SELECTED PASSAGE:
Is the Governor of a State superior to a Senator ?

Both in dignity and in power. In 1891 the writer hereof thus defined the relative positions of Governor and Senator: Governor Hill, in leaving the gubernatorial chair, steps down considerably. The Governor of a State is far superior to a Senator of the United States. He is the first agent of a sovereign commonwealth and its people. He represents both the State as a corporation and the people as corporators. As Senator a man represents the State as a corporation, because the Representatives in Congress represent the people of the State. A Senator divides honor and power with his colleague. Thus Hill must divide with Hiscock, just as if the State as an entirety was divided into two senatorial halves.

The question is asked, Is not Hill, while completing his term as Governor, occupying two offices? The answer is, No; because he cannot be a Senator until he takes the prescribed senatorial oath. The filing of credentials is a simple preliminary to the taking of that oath.

It is noised about that the Committee on Privileges and Elections of the Senate at Washington will debate how long a Senator-elect can hold a State office after Congress has been convened. It would be a silly debate; for although the Senate can constitutionally judge of the qualifications of its members, that body cannot decide the other question. · The decision rests with the State, which has an undeniable right to elect another man in place of a Senator-elect who persistently keeps away from Congress; and then the Senate can inquire into the qualifications of one or both, for they stand as contestants.

SUPPLIED DATA:

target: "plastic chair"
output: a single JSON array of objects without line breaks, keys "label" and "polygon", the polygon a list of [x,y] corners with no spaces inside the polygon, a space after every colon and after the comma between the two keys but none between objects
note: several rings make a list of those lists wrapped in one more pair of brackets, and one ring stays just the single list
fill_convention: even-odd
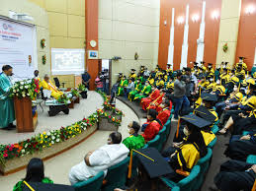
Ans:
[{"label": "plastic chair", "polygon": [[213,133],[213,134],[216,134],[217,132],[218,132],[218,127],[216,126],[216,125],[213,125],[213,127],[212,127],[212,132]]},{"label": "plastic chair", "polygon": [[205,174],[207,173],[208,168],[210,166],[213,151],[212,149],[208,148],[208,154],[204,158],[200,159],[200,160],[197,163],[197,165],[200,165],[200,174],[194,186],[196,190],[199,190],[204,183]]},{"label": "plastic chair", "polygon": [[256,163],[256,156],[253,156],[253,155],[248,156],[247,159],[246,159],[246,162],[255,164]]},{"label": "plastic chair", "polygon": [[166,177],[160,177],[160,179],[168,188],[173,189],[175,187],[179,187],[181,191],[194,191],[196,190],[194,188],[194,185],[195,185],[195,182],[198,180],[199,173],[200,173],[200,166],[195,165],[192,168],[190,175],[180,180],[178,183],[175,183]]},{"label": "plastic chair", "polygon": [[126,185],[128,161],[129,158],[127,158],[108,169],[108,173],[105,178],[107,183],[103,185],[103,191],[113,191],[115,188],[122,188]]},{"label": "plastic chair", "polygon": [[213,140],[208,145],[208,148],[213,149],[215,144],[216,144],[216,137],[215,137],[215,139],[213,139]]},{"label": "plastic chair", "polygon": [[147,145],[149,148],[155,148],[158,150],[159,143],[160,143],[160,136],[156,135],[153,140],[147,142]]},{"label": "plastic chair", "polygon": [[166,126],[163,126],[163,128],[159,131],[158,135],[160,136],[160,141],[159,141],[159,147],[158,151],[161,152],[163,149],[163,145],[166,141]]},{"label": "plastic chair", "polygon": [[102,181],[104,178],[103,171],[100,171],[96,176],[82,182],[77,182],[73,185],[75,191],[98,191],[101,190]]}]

WHAT THIS EXERCISE ASKS:
1. Duplicate the passage on governors and senators, starting with "The question is" and going on through "stand as contestants.".
2. Answer these questions from the passage on governors and senators:
(a) In what year did the writer define the relative positions of Governor and Senator?
(b) With whom must Hill divide honor and power as Senator?
(c) Which Senate committee is said to be planning a debate on how long a Senator-elect can hold a State office?
3. Resume the passage on governors and senators from where it stops.
The rows come from a different source than the passage.

ANSWERS TO THE TASKS:
1.
The question is asked, Is not Hill, while completing his term as Governor, occupying two offices? The answer is, No; because he cannot be a Senator until he takes the prescribed senatorial oath. The filing of credentials is a simple preliminary to the taking of that oath.

It is noised about that the Committee on Privileges and Elections of the Senate at Washington will debate how long a Senator-elect can hold a State office after Congress has been convened. It would be a silly debate; for although the Senate can constitutionally judge of the qualifications of its members, that body cannot decide the other question. · The decision rests with the State, which has an undeniable right to elect another man in place of a Senator-elect who persistently keeps away from Congress; and then the Senate can inquire into the qualifications of one or both, for they stand as contestants.

2.
(a) 1891
(b) Hiscock
(c) The Committee on Privileges and Elections

3.
A Governor of a State, in the absence of a legislature, can appoint himself to fill a temporary vacancy as Senator, providing he resigns the gubernatorial office after the act, and the Senate would be powerless to prevent him taking his seat.

Such is the independence of the State, and such the limitation of the general government.

How should treaties be made ?

In the name of the United States, every State of the Union being separately mentioned as heretofore illustrated in the original treaties with France and Great Britain. In the treaties with Great Britain and France the thirteen Colonies by name are called “ free, sovereign, and independent States,” and as constituting in general terms the United States. Such form educates the officials and peoples of foreign countries in the essential fact that the United States “ are,” and that treaties must be made with them, there being no“ national government."

The early Spanish and late Italian controversies with the United States were prolonged, because Spain and Italy thought that they had signed treaties with a “nation " similar to their own, the President being the chief ruler thereof.

Naming the States in treaties defines the name of the United States, and by directly connecting them severally with the treaties connects them collectively with all infringements, and thus enables foreign delegated agents at Washington to act understandingly.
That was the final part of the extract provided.